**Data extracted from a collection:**
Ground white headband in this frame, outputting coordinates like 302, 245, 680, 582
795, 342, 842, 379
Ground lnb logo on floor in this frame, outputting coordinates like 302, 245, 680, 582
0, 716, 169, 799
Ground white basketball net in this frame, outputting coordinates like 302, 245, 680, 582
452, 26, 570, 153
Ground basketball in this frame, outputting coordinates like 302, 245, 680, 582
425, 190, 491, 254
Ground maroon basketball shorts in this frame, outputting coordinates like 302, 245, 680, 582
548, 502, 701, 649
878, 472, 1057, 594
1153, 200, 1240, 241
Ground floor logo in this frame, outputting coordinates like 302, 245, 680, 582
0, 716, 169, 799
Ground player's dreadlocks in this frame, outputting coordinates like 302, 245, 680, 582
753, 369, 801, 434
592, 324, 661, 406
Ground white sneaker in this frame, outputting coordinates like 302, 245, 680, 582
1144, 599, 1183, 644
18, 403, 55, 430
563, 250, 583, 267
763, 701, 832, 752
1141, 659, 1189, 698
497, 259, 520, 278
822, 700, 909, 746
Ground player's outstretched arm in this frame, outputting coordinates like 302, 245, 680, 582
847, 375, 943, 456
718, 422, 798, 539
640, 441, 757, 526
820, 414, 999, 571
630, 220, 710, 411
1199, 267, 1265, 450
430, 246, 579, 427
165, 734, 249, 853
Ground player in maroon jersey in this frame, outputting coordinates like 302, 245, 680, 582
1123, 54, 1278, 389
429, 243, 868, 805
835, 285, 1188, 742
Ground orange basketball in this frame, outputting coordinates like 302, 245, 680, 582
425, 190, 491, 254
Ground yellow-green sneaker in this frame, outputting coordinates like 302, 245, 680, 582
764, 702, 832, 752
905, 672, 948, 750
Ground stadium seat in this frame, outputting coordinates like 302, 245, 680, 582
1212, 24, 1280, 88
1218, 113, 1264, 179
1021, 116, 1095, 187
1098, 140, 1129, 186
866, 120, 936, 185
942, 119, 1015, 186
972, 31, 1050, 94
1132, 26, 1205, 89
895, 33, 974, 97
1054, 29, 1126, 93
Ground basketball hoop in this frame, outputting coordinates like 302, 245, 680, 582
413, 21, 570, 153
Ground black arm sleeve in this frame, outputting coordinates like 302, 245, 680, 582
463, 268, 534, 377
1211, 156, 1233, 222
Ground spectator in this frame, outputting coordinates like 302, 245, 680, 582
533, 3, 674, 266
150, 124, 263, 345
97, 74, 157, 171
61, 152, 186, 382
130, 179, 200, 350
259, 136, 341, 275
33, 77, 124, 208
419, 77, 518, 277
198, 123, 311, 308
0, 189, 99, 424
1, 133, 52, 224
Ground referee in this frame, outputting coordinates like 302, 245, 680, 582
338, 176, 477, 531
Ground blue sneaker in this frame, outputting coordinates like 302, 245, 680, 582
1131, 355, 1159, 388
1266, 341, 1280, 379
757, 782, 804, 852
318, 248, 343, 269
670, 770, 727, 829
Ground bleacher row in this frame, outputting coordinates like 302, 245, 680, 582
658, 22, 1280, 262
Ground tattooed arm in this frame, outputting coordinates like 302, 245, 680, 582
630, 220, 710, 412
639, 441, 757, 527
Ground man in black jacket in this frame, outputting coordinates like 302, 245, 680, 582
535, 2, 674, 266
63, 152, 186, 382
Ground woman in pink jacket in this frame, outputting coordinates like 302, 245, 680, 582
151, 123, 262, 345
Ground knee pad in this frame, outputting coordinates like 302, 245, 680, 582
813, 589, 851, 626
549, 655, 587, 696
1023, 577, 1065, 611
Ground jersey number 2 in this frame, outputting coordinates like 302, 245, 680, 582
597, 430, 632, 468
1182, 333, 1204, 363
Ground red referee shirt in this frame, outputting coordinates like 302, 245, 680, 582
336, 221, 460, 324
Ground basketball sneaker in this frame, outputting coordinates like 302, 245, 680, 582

**Task to carry out:**
Your output must be an exact copy of every entry.

**Reply to the task:**
Ground white headband in this frame, outputting coordinates like 302, 245, 680, 582
795, 342, 842, 379
Ground lnb logo on floor in this frame, outputting coordinates like 302, 245, 680, 582
0, 716, 169, 799
Ground white basketball net in this frame, outputting coordinates like 302, 245, 680, 582
452, 26, 570, 153
Ground basketball in this frame, outputting coordinates like 302, 245, 680, 582
425, 190, 491, 254
Ground maroon basketball shorts in this frame, outputting coordinates like 302, 245, 680, 582
548, 502, 701, 649
878, 472, 1057, 594
1153, 200, 1240, 241
Ground floor logo in this frame, outputting coordinates like 302, 245, 680, 582
0, 716, 169, 799
Ground player's dreadlocks in this frame, outputting coordinates like 302, 245, 680, 582
753, 369, 801, 434
592, 324, 661, 406
Ground white sneaker in this frame, outputting coordinates like 302, 245, 680, 582
1144, 599, 1183, 644
18, 403, 55, 430
563, 250, 583, 267
763, 701, 832, 752
1141, 659, 1189, 698
497, 259, 520, 278
822, 700, 909, 746
Ground player's outstretched arm in this frame, outputting coordinates like 302, 245, 680, 582
847, 375, 943, 456
718, 422, 798, 539
640, 441, 757, 526
820, 414, 999, 571
630, 220, 710, 411
1199, 267, 1265, 450
430, 246, 579, 427
165, 734, 249, 853
Ground player in maroon jersey in this frame, outputting coordinates like 302, 245, 680, 582
1123, 54, 1278, 389
429, 243, 868, 805
835, 285, 1188, 742
Ground orange basketball in this frame, outputting coordinates like 302, 245, 680, 582
425, 190, 491, 254
Ground yellow-green sneaker in this frame, outputting coordinates like 302, 245, 680, 582
764, 702, 832, 752
905, 672, 948, 750
Ground stadium seat in this frame, outputting coordinates like 302, 245, 680, 582
1212, 24, 1280, 88
1218, 113, 1264, 179
1021, 116, 1095, 187
1098, 140, 1129, 186
866, 120, 936, 185
942, 119, 1015, 186
972, 31, 1050, 94
1132, 26, 1205, 89
895, 33, 974, 97
1054, 29, 1126, 93
Ground basketball hoop in this frame, outputting coordinates like 302, 245, 680, 582
413, 21, 570, 153
Ground black arm sleeve in this frame, outputting coordinates like 302, 245, 680, 582
463, 268, 534, 377
1211, 156, 1233, 222
Ground spectator in this frame, outputting coordinates like 302, 245, 680, 582
533, 3, 674, 266
150, 124, 263, 345
97, 74, 157, 171
61, 152, 186, 382
130, 179, 200, 350
259, 136, 341, 275
33, 77, 124, 208
419, 77, 518, 277
198, 123, 311, 308
0, 189, 99, 424
1, 133, 52, 224
Ground referee in this frame, outputting coordinates like 302, 245, 680, 582
338, 176, 477, 531
Ground blue sneaker in this frame, outputting coordinates like 302, 245, 680, 582
1131, 355, 1159, 388
1266, 341, 1280, 379
757, 782, 804, 852
318, 248, 343, 269
670, 770, 727, 829
Ground bleacher row in this frame, outputting coordinates like 302, 245, 680, 582
658, 22, 1280, 262
Ground tattooed arm in this frame, outputting coordinates like 302, 245, 680, 582
630, 220, 710, 412
639, 441, 757, 527
Ground man in black jacket in this frame, outputting coordinates like 302, 245, 680, 582
535, 2, 674, 266
63, 152, 186, 382
Ground woman in pink jacket in this frame, outputting coordinates like 302, 245, 680, 582
151, 123, 262, 345
Ground knee pad in this frame, outputting coordinates like 302, 245, 680, 582
813, 589, 851, 626
549, 655, 587, 696
1023, 577, 1065, 611
Ground jersey number 2 in this frame, outputting coordinates like 302, 245, 680, 582
597, 430, 632, 468
1182, 333, 1204, 363
Ground red referee shirt in this frame, outputting coordinates like 302, 245, 680, 582
336, 221, 460, 324
Ground basketball sneaker in this frame, outputting coordinates like 302, 245, 680, 582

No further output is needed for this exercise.